▶ [GIVEN EXERCISE A]: Rewrite every one of the entries below, changing "field scouting" to "crop scouting" and keeping everything else the same. Leave the pictures out of your version.

Implement buffer sharing among multiple rings.

A ring shares its (future) buffer registrations at setup time with
IORING_SETUP_SHARE_BUF. A ring attaches to another ring's buffer
registration at setup time with IORING_SETUP_ATTACH_BUF, after
authenticating with the buffer registration owner's fd. Any updates to
the owner's buffer registrations become immediately available to the
attached rings.

Signed-off-by: Bijan Mottahedeh <bijan.mottahedeh@oracle.com>
---
 fs/io_uring.c                 | 87 +++++++++++++++++++++++++++++++++++++++++--
 include/uapi/linux/io_uring.h |  2 +
 2 files changed, 85 insertions(+), 4 deletions(-)

diff --git a/fs/io_uring.c b/fs/io_uring.c
index 15f0e41..0e9da02 100644
--- a/fs/io_uring.c
+++ b/fs/io_uring.c
@@ -8472,6 +8472,13 @@ static void io_buffers_map_free(struct io_ring_ctx *ctx)
 	ctx->nr_user_bufs = 0;
 }
 
+static void io_detach_buf_data(struct io_ring_ctx *ctx)
+{
+	percpu_ref_put(&ctx->buf_data->refs);
+	ctx->buf_data = NULL;
+	ctx->nr_user_bufs = 0;
+}
+
 static int io_sqe_buffers_unregister(struct io_ring_ctx *ctx)
 {
 	struct fixed_rsrc_data *data = ctx->buf_data;
@@ -8480,6 +8487,12 @@ static int io_sqe_buffers_unregister(struct io_ring_ctx *ctx)
 
 	if (!data)
 		return -ENXIO;
+
+	if (ctx->flags & IORING_SETUP_ATTACH_BUF) {
+		io_detach_buf_data(ctx);
+		return 0;
+	}
+
 	backup_node = alloc_fixed_rsrc_ref_node(ctx);
 	if (!backup_node)
 		return -ENOMEM;
@@ -8724,9 +8737,13 @@ static struct fixed_rsrc_data *io_buffers_map_alloc(struct io_ring_ctx *ctx,
 	unsigned int nr_tables;
 	struct fixed_rsrc_data *buf_data;
 
-	buf_data = alloc_fixed_rsrc_data(ctx);
-	if (!buf_data)
-		return NULL;
+	if (ctx->buf_data) {
+		buf_data = ctx->buf_data;
+	} else {
+		buf_data = alloc_fixed_rsrc_data(ctx);
+		if (!buf_data)

▶ [GIVEN EXERCISE B]:
Answer these questions about the io_uring patch above:
(i) Which setup flag lets a ring share its future buffer registrations?
(ii) How many files does the patch change?
(iii) What does io_sqe_buffers_unregister return when data is not set?

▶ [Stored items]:

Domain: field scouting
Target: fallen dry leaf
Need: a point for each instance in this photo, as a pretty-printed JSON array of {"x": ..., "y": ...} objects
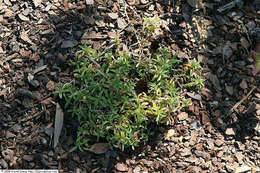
[
  {"x": 121, "y": 167},
  {"x": 37, "y": 2},
  {"x": 58, "y": 124},
  {"x": 25, "y": 38},
  {"x": 99, "y": 148},
  {"x": 50, "y": 85},
  {"x": 113, "y": 15},
  {"x": 169, "y": 134},
  {"x": 23, "y": 18},
  {"x": 182, "y": 116}
]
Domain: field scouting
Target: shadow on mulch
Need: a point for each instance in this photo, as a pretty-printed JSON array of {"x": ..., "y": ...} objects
[
  {"x": 62, "y": 44},
  {"x": 229, "y": 71}
]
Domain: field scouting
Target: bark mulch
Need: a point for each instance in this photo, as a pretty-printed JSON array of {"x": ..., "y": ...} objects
[{"x": 219, "y": 132}]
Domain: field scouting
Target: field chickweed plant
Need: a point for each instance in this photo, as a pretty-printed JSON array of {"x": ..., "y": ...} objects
[{"x": 117, "y": 96}]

▶ [CORRECT ANSWER A]:
Domain: crop scouting
Target: fallen dry leaf
Need: a point for each instance in this photo, as a pretty-printed JSON array of {"x": ..., "y": ...} objects
[
  {"x": 121, "y": 167},
  {"x": 37, "y": 2},
  {"x": 58, "y": 124},
  {"x": 25, "y": 38},
  {"x": 99, "y": 148},
  {"x": 50, "y": 85},
  {"x": 113, "y": 15},
  {"x": 169, "y": 134},
  {"x": 23, "y": 18},
  {"x": 182, "y": 116}
]
Domain: crop scouting
Target: shadow on mulch
Need: a point for each instance in this photo, as a pretty-printed JSON array of {"x": ..., "y": ...} objects
[
  {"x": 62, "y": 44},
  {"x": 229, "y": 71}
]
Domain: crop scouting
Target: bark mulch
Need: a point for each instance in this photo, as a pretty-printed JSON array of {"x": ..., "y": ...} objects
[{"x": 219, "y": 132}]
Domain: crop scouting
Target: field chickweed plant
Need: a point for each instance in this photo, as a pretty-printed JSON array of {"x": ..., "y": ...} objects
[{"x": 117, "y": 96}]

▶ [CORRECT ANSWER B]:
(i) IORING_SETUP_SHARE_BUF
(ii) 2
(iii) -ENXIO